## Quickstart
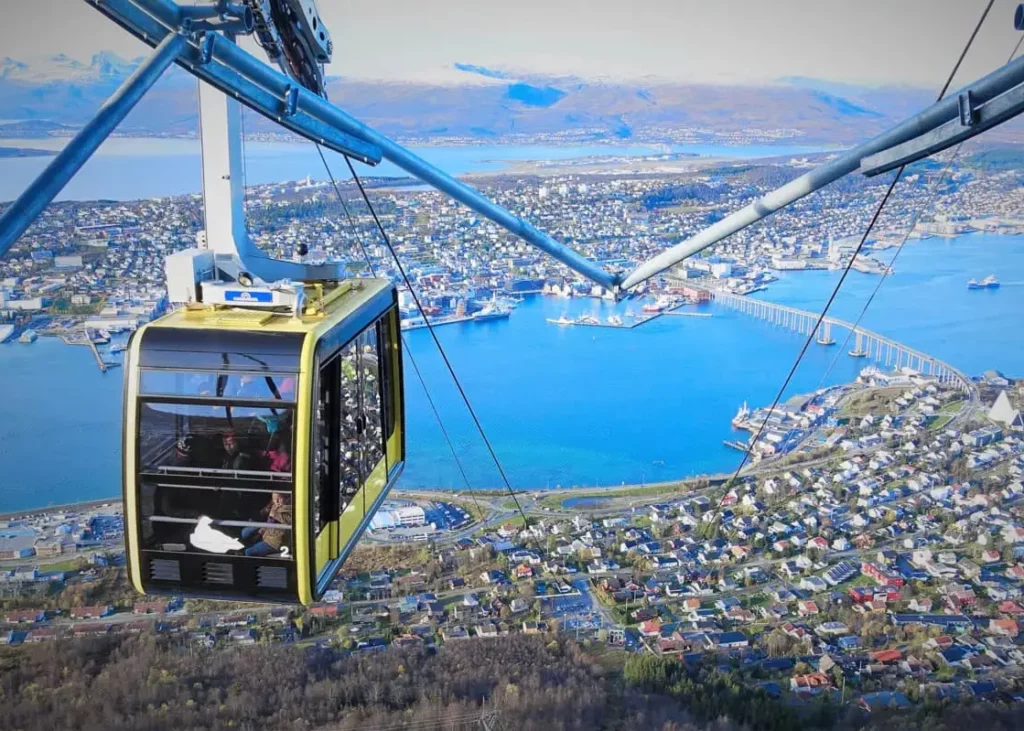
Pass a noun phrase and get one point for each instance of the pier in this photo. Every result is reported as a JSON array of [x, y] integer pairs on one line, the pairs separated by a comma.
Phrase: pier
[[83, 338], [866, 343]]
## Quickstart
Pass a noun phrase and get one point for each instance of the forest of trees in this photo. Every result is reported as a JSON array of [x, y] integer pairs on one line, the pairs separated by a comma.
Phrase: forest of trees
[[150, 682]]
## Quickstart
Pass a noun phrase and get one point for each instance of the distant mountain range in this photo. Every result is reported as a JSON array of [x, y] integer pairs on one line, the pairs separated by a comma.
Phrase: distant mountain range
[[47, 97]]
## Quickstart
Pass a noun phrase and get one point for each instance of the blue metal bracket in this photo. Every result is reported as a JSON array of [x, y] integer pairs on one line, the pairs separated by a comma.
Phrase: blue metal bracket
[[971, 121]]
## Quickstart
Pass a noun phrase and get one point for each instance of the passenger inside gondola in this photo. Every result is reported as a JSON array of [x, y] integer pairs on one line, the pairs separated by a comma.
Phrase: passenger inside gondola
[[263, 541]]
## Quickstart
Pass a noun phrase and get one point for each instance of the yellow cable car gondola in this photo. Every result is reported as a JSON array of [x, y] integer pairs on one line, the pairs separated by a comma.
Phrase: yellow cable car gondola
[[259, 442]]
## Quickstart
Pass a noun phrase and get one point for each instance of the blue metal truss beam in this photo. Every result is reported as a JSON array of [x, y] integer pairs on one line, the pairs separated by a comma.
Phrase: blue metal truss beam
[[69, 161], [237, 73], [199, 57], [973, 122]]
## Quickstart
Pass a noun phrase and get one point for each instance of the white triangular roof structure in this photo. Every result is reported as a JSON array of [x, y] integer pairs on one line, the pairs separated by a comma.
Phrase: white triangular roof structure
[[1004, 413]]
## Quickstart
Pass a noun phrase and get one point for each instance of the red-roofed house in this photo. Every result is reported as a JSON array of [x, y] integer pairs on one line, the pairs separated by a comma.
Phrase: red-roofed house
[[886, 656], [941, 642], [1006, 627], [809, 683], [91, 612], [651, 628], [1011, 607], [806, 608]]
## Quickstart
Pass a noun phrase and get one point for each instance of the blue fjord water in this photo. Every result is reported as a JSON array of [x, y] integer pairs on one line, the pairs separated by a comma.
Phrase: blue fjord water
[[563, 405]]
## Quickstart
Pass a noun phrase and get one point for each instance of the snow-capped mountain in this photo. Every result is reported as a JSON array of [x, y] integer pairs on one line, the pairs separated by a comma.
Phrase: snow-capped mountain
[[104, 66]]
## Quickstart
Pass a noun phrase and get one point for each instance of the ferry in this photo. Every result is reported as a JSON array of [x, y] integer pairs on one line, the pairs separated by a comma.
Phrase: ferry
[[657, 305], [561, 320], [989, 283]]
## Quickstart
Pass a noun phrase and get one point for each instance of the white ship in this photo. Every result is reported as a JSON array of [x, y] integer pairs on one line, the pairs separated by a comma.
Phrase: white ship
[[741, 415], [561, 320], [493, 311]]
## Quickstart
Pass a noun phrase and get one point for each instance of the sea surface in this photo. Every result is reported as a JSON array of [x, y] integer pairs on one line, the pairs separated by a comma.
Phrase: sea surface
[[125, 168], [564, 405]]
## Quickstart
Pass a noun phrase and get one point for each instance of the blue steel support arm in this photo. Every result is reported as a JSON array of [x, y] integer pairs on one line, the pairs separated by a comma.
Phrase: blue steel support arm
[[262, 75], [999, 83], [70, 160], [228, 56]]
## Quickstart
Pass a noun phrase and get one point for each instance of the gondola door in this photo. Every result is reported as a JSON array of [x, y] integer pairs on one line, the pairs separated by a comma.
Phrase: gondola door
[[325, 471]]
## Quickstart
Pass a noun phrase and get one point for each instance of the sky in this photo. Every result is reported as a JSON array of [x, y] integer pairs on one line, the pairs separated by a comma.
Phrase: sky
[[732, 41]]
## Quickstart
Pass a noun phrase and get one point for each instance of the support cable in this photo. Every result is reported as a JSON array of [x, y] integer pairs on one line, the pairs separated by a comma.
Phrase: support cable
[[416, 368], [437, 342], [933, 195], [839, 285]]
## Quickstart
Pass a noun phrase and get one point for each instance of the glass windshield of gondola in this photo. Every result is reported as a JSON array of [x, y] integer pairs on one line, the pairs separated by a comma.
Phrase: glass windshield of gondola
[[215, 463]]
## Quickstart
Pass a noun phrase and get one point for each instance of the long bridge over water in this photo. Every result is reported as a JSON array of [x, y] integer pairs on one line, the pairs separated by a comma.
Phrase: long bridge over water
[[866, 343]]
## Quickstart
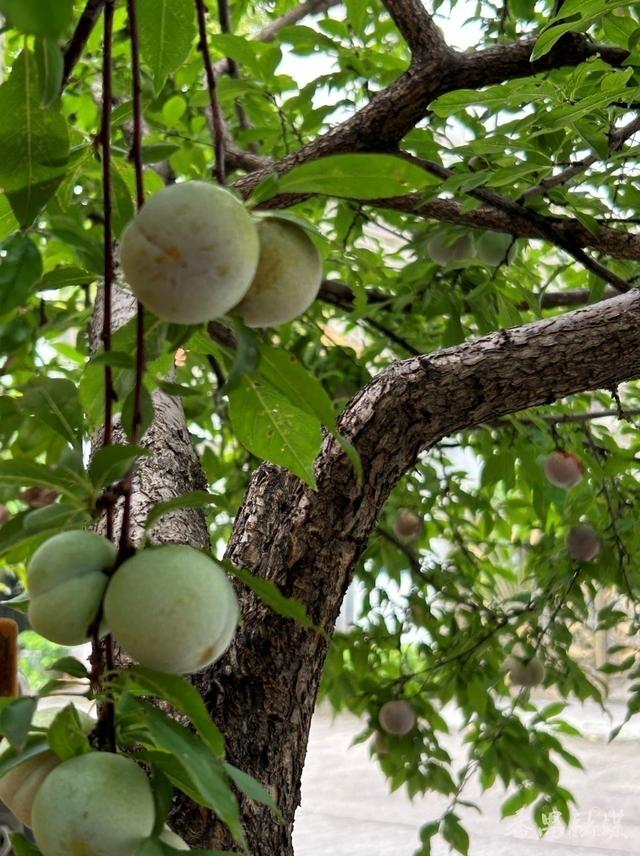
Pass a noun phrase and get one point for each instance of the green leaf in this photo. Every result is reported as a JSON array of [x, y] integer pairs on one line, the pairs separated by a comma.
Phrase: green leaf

- **EXERCISE DIRECTIONS**: Output all of the data exactly as it stands, minus any images.

- **RESULT OF THE EXERCISE**:
## Quickstart
Pass a noun phrase and get one point for each instance of the pier in this photo. Every result is reported as a JSON array of [x, y] integer pairs on one line, the pairs separated by a comma.
Phrase: pier
[[83, 338], [866, 343]]
## Quickstart
Pass a noun phrase and get one point for each instance of the forest of trees in this photo. Every result is reported as a JSON array of [x, y] integer pairs on one line, the pairs separated by a comma.
Phrase: forest of trees
[[150, 682]]
## Quickstart
Pass a noun phrase and get one point for each instance of the distant mountain range in this photo. Every result is reported as a JSON array of [x, y] integer pairs on one line, the pairs separated by a comma.
Phrase: distant mountain range
[[47, 97]]
## Quickstart
Pass a noun phrase and get one point for each instance of the blue metal bracket in this photo. Every result is reported as a JSON array of [x, y] integer pairs on one line, the pairs separated by a comma.
Phrase: blue metal bracket
[[971, 121]]
## Quickstart
Pass a noun phrase and get one point for each instance of the passenger inside gondola in this photo. Every result is reported as a JSON array of [x, y] integer pairs on one line, the pairs separated by a comma.
Phrase: passenger inside gondola
[[263, 541]]
## Quickstart
Pass a noun phrase and get one point for each instance of the yellow cable car gondola in this photo. Every result is reported as a JSON array of [x, y] integer pairs on one line, the pairs separated by a comma.
Phrase: yellow cable car gondola
[[259, 442]]
## Quickstart
Pass a noun phrase and get one point for each instance of the blue metal truss beam in this photo. Every result is reported as a JSON array of [x, y] integer pairs on one line, the pairs separated by a comma.
Phrase: blue metal truss beam
[[69, 161], [237, 73], [199, 57], [973, 122]]
## Quickstart
Pass a noun phrase and get one point for each instance of the white triangular roof structure in this photo. Every result is reported as a JSON array of [x, y] integer pairs on one line, the pairs separated by a comma.
Phrase: white triangular roof structure
[[1004, 413]]
## Quickstart
Pass a noun phrase and get one point for each instance of the red-roofed house in this photo. Every result is reported as a JSON array of [x, y] integer pairs on one line, the pairs separated by a comma.
Phrase: red-roofed house
[[886, 656], [941, 642], [1006, 627], [809, 683], [91, 612], [651, 628], [1011, 607], [806, 608]]
## Quickstart
Pass a noun phrase and get one point for each instance of the blue fjord water in this photo. Every result is reported as a JSON array of [x, y] integer pairs on one line, the pairs separated by a comma.
Phrase: blue fjord water
[[563, 405]]
## Quickstart
Pass a noun phrase and get one point for each instance of the snow-capped mountain in this photo. Every result is reported as a JSON array of [x, y] integer pairs on one line, the pairs separated by a comma.
Phrase: snow-capped mountain
[[104, 66]]
## Quickstart
Pass a noun phrase and get one point for each instance of the ferry in this photo. Every result is reported as a JSON array of [x, y] integer pairs on one line, the pairs separated by a comma.
Phrase: ferry
[[657, 305], [561, 320], [989, 283]]
## Quickstart
Pass a noun phrase and get one point for each instance of the white ship in this photo. Every result is reported as a JSON array of [x, y] integer pairs on one line, the pairs separated by a comma.
Phrase: white ship
[[741, 415], [561, 320], [493, 311]]
## Quickstart
Pass a noun phrase and get one point for each instance of the sea surface in this photo. Every result is reported as a JSON array of [x, y] integer pairs on one line, the pairs separated by a comma.
Phrase: sea surface
[[125, 168], [564, 405]]
## Quickstart
Pass a noun phrase and get one point for each instance of the blue steel support arm in this photo. Every result is reported as a JSON array of [x, y] integer pairs on one line, the pairs separated by a comma.
Phrase: blue steel support arm
[[262, 75], [999, 83], [70, 160], [228, 56]]
## Quickstart
Pass a noun phrase and get one point for each instance of the gondola door in this photo. Every result is reported as a JSON array of [x, y] integer pairs on one line, the pairs separated by a comma.
Phrase: gondola door
[[325, 471]]
## Quickstart
Pass a noun phrase and get one point for each instance of the sky in this photo. Every result is reported as a JSON array of [x, y] integer pairs on one line, the pairs separated by a comma.
Phrase: sky
[[732, 41]]
## Quickstart
Pass a noun phrase and get one point for each instance of the support cable in this photo. Every result is reported as a JSON array of [x, y] integer pairs on one line, the pairs separated by a comma.
Phrase: support cable
[[416, 368], [437, 342], [933, 195], [839, 285]]
## Quickstart
Pass a noun phrase and get one point for each instance of the glass windshield of gondola in this photo. Every result is reported as a JSON array of [x, y] integer pairs on one line, the pairs separated by a comma.
Phrase: glass windshield of gondola
[[215, 463]]
## Quickstart
Pass a noun phrase and get one point for each instance of the long bridge over water in this photo. Every result is reported as a JSON array of [x, y] integer pairs on one line, the pairs separated by a comma.
Phrase: long bridge over water
[[866, 343]]
## Quickstart
Pass a noun phrase and get one point for each instance of the green leaf in this photo. Every result is reported as a JSON array of [x, y] integer pairs on one line, the pairs separated by a comma.
Phrase: green leaf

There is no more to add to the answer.